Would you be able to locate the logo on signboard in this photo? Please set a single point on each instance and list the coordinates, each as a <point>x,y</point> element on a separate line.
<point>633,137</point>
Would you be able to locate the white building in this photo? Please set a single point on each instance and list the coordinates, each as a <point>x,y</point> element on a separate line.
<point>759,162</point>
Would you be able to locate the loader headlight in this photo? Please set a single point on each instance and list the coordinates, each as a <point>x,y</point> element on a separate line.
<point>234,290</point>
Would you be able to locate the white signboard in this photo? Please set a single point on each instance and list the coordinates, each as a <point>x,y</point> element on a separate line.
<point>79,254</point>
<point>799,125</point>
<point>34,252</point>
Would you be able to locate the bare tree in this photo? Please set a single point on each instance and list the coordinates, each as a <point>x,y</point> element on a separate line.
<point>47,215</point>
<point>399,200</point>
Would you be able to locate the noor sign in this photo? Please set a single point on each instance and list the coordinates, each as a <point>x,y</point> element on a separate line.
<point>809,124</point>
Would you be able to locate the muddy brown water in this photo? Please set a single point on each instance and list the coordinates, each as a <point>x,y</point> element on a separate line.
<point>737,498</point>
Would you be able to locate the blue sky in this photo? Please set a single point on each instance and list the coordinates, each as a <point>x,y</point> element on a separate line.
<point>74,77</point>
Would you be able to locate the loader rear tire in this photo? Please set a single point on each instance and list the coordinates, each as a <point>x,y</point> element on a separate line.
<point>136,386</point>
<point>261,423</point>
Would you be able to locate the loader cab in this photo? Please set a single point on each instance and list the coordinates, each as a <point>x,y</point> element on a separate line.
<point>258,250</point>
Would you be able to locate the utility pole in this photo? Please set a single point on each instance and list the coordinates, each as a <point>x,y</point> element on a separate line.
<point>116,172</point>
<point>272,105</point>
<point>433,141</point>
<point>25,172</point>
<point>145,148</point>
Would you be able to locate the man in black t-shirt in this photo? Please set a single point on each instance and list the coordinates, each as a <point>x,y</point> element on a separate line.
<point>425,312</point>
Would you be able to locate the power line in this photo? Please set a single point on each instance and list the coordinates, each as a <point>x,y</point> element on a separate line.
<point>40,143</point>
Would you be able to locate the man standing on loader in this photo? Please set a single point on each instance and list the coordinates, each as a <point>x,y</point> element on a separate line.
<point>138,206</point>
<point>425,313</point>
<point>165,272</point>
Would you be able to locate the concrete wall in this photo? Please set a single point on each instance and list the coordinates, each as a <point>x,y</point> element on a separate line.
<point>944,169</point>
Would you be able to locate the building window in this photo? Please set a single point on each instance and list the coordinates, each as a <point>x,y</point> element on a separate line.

■ Prompt:
Please quote exactly the lines from the one containing "Would you be able to locate the utility" through the last line of the records above, both included, and nothing else.

■ Response to this task:
Would you be able to locate the utility pole in this photo? Please set a single point on each instance and list the coordinates, each as a <point>x,y</point> element on a separate line.
<point>116,172</point>
<point>272,105</point>
<point>433,141</point>
<point>25,172</point>
<point>145,148</point>
Would you be able to locate the man in black t-shirt in this photo? Please set a single point on each instance and list the coordinates, each as a <point>x,y</point> element on a separate line.
<point>425,312</point>
Would you be able to locate the power line in this photo? Please set a single point on each instance and list the coordinates, each as a <point>x,y</point> element on a separate line.
<point>40,143</point>
Would you be able to locate the man standing on loader in this photo? Please set a single point on each instance and list the coordinates, each as a <point>x,y</point> element on a separate line.
<point>138,206</point>
<point>425,313</point>
<point>165,272</point>
Would you be able to locate the concrete wall in this photo? Please set a single point on each instance and list the coordinates, each as a <point>x,y</point> element on a separate line.
<point>944,169</point>
Would you be able to locate the building window in this photo? Please set a single point on each instance and list the coordinates, each as a <point>x,y</point> element on a separate line.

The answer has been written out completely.